____ Exercise materials

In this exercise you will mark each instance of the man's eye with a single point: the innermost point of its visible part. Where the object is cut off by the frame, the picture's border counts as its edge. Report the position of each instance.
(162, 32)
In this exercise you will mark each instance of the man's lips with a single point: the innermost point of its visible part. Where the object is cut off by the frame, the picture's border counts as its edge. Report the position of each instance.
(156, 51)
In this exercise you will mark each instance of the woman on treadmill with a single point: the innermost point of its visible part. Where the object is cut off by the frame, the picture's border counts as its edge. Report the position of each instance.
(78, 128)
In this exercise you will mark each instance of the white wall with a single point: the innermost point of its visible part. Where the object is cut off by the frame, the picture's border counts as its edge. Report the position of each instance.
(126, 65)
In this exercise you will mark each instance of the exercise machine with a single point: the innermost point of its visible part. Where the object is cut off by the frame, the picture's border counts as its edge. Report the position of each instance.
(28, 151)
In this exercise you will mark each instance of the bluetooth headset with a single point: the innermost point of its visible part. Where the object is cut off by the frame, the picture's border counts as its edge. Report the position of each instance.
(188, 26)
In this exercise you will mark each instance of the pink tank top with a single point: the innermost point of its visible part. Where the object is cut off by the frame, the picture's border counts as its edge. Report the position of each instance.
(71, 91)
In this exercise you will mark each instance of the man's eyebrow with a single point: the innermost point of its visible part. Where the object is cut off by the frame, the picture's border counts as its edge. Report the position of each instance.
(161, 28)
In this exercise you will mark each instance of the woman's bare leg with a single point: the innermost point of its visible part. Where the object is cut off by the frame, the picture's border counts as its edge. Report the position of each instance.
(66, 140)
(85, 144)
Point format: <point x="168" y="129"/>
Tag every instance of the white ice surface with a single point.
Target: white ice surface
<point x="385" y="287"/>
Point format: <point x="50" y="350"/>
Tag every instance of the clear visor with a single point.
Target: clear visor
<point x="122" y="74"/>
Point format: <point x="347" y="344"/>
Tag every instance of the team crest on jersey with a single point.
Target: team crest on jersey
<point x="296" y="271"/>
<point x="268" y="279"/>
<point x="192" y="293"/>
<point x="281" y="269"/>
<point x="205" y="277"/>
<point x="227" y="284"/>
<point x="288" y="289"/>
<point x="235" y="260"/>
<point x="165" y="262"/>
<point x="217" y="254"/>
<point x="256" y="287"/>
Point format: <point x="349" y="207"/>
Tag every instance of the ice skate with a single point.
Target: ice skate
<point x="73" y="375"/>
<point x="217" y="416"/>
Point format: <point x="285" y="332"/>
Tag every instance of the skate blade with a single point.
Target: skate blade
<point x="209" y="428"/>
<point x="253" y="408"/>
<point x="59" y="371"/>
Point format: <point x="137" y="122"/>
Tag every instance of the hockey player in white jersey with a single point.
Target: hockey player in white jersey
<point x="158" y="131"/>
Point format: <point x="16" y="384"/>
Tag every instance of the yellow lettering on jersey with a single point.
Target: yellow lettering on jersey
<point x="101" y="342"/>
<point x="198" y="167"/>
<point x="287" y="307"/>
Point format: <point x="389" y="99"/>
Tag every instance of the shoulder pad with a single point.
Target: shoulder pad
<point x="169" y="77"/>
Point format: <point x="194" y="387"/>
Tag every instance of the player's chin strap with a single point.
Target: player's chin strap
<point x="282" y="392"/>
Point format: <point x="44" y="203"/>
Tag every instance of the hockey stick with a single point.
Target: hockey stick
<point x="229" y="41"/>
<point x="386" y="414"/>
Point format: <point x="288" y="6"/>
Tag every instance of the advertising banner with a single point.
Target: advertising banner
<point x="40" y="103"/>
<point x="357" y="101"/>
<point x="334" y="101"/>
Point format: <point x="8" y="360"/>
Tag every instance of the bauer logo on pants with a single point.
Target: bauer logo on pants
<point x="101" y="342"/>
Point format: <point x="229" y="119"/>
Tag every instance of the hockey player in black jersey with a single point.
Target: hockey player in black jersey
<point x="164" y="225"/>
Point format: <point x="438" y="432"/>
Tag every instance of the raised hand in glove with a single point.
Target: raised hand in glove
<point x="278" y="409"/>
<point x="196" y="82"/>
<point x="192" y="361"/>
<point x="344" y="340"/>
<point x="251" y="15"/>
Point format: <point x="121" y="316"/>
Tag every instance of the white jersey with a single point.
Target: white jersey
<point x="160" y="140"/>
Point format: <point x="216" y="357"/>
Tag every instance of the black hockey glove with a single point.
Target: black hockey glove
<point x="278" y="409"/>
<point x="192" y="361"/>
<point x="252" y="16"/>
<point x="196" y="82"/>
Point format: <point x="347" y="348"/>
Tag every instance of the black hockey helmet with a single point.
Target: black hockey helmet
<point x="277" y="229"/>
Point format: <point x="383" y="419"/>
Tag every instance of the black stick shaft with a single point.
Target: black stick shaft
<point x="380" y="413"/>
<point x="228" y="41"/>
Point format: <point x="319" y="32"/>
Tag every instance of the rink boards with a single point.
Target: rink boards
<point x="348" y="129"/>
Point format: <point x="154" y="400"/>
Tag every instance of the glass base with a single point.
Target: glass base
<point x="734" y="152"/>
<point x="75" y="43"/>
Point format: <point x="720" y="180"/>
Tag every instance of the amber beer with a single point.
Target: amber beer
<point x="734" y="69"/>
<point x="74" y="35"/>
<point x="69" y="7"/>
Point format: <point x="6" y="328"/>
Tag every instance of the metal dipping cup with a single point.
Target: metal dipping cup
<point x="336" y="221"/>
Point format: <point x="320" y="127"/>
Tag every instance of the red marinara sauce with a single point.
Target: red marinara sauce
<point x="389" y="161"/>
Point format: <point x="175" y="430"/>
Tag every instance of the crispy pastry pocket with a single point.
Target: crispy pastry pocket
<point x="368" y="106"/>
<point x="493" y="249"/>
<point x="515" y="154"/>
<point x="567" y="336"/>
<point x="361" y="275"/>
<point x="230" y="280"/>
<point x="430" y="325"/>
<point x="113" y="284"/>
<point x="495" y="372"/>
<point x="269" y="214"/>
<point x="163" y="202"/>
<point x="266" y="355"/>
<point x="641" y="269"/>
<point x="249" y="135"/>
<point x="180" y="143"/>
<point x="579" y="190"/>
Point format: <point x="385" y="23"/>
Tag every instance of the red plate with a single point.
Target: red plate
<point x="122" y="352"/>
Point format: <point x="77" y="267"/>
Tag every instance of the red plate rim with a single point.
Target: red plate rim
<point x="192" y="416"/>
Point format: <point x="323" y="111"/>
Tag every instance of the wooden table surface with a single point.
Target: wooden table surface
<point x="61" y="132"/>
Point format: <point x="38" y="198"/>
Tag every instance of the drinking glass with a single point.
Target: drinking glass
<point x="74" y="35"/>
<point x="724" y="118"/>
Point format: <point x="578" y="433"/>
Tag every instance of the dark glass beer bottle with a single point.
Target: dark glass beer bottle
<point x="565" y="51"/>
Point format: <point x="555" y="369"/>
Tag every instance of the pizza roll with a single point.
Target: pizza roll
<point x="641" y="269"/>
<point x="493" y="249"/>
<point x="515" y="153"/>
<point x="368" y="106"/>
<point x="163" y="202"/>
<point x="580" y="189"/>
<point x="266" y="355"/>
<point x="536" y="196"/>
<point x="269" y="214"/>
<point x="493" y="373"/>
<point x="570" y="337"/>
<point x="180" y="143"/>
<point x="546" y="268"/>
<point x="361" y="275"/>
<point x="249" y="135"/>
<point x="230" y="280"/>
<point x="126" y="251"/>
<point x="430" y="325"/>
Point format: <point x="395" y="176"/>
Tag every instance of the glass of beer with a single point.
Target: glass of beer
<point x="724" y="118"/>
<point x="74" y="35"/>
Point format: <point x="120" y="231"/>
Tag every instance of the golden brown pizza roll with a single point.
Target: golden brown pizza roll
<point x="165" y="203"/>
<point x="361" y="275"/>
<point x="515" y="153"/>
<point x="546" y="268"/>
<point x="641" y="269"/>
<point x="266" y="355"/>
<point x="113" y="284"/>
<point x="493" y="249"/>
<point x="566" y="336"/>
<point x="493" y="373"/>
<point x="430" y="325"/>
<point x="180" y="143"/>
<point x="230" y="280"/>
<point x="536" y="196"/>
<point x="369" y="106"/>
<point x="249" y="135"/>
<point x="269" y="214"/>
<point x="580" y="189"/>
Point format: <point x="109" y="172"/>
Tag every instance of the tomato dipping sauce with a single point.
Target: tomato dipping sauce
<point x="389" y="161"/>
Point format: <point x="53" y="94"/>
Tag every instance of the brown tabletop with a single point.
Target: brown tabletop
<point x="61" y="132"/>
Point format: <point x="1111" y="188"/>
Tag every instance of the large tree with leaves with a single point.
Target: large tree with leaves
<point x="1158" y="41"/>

________

## What to work on
How many lines in the rows above contain the string "clear"? Reply with the number only.

## Response
2